実施する課題
「of the hibiscus」を含む行から始めて最後の行までを、「lesson」を「exercise」に置き換え、ほかはそのままにして書き直してください。

課題の入力
· · · ·

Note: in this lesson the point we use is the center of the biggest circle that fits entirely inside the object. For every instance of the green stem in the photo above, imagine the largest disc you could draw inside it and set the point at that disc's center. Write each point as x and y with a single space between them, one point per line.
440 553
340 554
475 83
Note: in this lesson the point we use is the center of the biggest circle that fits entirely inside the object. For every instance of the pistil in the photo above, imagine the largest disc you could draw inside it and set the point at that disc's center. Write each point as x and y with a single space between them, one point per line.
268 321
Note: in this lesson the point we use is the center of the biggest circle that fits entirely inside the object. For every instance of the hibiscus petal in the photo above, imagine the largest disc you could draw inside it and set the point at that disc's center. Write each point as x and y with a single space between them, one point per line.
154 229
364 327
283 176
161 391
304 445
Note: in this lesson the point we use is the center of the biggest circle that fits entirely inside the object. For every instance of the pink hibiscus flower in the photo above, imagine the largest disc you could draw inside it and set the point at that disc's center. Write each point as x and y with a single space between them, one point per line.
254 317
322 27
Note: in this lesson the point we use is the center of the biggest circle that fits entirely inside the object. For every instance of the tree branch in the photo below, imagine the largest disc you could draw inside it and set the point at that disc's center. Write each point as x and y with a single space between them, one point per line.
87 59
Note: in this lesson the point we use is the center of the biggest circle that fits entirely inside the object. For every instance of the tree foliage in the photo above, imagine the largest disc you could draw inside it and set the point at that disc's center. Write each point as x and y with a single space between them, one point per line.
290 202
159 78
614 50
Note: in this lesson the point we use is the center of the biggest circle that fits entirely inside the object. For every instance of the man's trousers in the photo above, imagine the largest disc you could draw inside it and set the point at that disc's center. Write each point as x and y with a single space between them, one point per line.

· · · ·

演習の結果
Note: in this exercise the point we use is the center of the biggest circle that fits entirely inside the object. For every instance of the hibiscus petal in the photo above, imagine the largest disc you could draw inside it and set the point at that disc's center. Write each point as x and y with a single space between them, one point per line.
154 229
364 327
283 176
161 391
304 445
Note: in this exercise the point we use is the center of the biggest circle that fits entirely inside the object. For every instance of the pink hibiscus flower in the photo above, imagine the largest disc you could draw inside it and set the point at that disc's center. Write each point as x and y with a single space between them, one point per line.
254 317
322 27
Note: in this exercise the point we use is the center of the biggest circle that fits entirely inside the object. For every instance of the tree branch in the photo below, imagine the largest disc you could draw inside it and set the point at that disc's center. Write each point as x and y with a single space between them, one point per line.
87 59
Note: in this exercise the point we use is the center of the biggest circle that fits entirely inside the object. For every instance of the tree foliage in the photo above, imagine the largest disc you could draw inside it and set the point at that disc's center. Write each point as x and y with a single space between them, one point per line.
290 202
159 78
614 50
Note: in this exercise the point we use is the center of the biggest circle that fits entirely inside the object. For every instance of the man's trousers in the photo above, imagine the largest disc you could draw inside it and set the point at that disc's center. Write each point as x and y with a single space between them, one point per line.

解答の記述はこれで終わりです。